Even among the tools that passed the test, some failed to include more than a few of the recommended inputs, says Mr. Evensky.  For example, one critical component of longevity – a history of smoking – is routinely overlooked by even the robust tools, he adds.

“Our hope is that the creators of retirement planning software for the public will modify their programs to incorporate these kinds of inputs so that we have a large universe of good quality tools, he says. Our goal is to improve the quality of the software out there.”

Mr. Evensky recommends steering clear of relatively simple calculators that ask few questions. Pick a tool that is relatively robust and plan to spend some time on the inputs, he says.


How Technology Will Transform Retirement

For the next generation of retirees, the question that will trump all others will be a simple one: How do you add life to longer lives?

As people live longer, and spend more time in retirement, the challenge will be to get more out of those years. How do you find a rewarding second career? How do you stay close with friends and family? How do you maintain independence and mobility? How do you embrace new experiences?

The equally simple answer: technology.

The next-generation retiree will have an unprecedented array of technologies and tech-enabled services to invent a new future for working part time, remaining social, having fun, living at home, staying healthy and arranging care.

» EXPLORE THE MATERIAL
1. Reproduce word for word the part of the retirement text starting with "Even among the" and going on through "inputs, he says.".
2. In the retirement text, which critical component of longevity do even robust planning tools routinely overlook?

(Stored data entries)
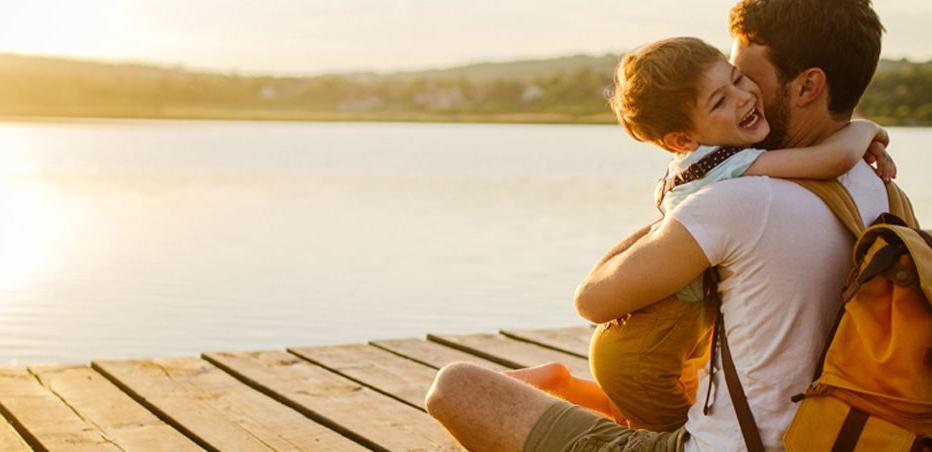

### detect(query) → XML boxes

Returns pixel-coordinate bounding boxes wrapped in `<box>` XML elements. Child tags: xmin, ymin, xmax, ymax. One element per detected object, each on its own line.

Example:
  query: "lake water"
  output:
<box><xmin>0</xmin><ymin>121</ymin><xmax>932</xmax><ymax>366</ymax></box>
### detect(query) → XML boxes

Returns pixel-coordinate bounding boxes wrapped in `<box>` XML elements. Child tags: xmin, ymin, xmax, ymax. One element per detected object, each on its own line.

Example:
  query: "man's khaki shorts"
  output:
<box><xmin>524</xmin><ymin>400</ymin><xmax>687</xmax><ymax>452</ymax></box>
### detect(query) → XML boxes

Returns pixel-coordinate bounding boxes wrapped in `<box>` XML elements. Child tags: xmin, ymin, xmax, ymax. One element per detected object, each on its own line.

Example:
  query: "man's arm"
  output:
<box><xmin>575</xmin><ymin>218</ymin><xmax>709</xmax><ymax>323</ymax></box>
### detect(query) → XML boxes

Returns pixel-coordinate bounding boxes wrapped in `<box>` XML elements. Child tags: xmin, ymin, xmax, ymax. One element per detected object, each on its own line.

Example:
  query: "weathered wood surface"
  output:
<box><xmin>92</xmin><ymin>358</ymin><xmax>360</xmax><ymax>451</ymax></box>
<box><xmin>370</xmin><ymin>339</ymin><xmax>510</xmax><ymax>370</ymax></box>
<box><xmin>0</xmin><ymin>369</ymin><xmax>120</xmax><ymax>451</ymax></box>
<box><xmin>0</xmin><ymin>410</ymin><xmax>32</xmax><ymax>452</ymax></box>
<box><xmin>204</xmin><ymin>351</ymin><xmax>459</xmax><ymax>450</ymax></box>
<box><xmin>29</xmin><ymin>366</ymin><xmax>203</xmax><ymax>451</ymax></box>
<box><xmin>501</xmin><ymin>326</ymin><xmax>594</xmax><ymax>358</ymax></box>
<box><xmin>427</xmin><ymin>333</ymin><xmax>592</xmax><ymax>380</ymax></box>
<box><xmin>288</xmin><ymin>344</ymin><xmax>437</xmax><ymax>411</ymax></box>
<box><xmin>0</xmin><ymin>327</ymin><xmax>592</xmax><ymax>452</ymax></box>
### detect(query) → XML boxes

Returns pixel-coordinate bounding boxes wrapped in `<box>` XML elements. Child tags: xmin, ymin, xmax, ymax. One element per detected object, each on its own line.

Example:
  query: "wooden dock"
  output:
<box><xmin>0</xmin><ymin>326</ymin><xmax>592</xmax><ymax>451</ymax></box>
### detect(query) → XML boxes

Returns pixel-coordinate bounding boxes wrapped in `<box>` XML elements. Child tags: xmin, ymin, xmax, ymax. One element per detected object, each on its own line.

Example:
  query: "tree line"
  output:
<box><xmin>0</xmin><ymin>55</ymin><xmax>932</xmax><ymax>125</ymax></box>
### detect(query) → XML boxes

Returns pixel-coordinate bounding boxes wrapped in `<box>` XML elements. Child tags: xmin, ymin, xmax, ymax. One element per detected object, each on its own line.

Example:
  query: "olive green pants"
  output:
<box><xmin>524</xmin><ymin>400</ymin><xmax>687</xmax><ymax>452</ymax></box>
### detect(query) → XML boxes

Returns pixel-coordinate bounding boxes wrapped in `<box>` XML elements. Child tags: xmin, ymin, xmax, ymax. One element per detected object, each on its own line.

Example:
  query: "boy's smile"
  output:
<box><xmin>690</xmin><ymin>59</ymin><xmax>770</xmax><ymax>147</ymax></box>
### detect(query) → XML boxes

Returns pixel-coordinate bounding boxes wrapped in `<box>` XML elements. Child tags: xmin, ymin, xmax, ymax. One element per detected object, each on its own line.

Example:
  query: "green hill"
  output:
<box><xmin>0</xmin><ymin>54</ymin><xmax>932</xmax><ymax>125</ymax></box>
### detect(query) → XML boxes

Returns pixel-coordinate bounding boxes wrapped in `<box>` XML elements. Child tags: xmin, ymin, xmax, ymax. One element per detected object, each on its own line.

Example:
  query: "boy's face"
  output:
<box><xmin>692</xmin><ymin>59</ymin><xmax>770</xmax><ymax>147</ymax></box>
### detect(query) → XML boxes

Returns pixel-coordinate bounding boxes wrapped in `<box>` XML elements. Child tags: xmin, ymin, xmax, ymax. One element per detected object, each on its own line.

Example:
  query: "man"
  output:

» RESULTS FOR EACH TASK
1.
Even among the tools that passed the test, some failed to include more than a few of the recommended inputs, says Mr. Evensky.  For example, one critical component of longevity – a history of smoking – is routinely overlooked by even the robust tools, he adds.

“Our hope is that the creators of retirement planning software for the public will modify their programs to incorporate these kinds of inputs so that we have a large universe of good quality tools, he says. Our goal is to improve the quality of the software out there.”

Mr. Evensky recommends steering clear of relatively simple calculators that ask few questions. Pick a tool that is relatively robust and plan to spend some time on the inputs, he says.

2. A history of smoking.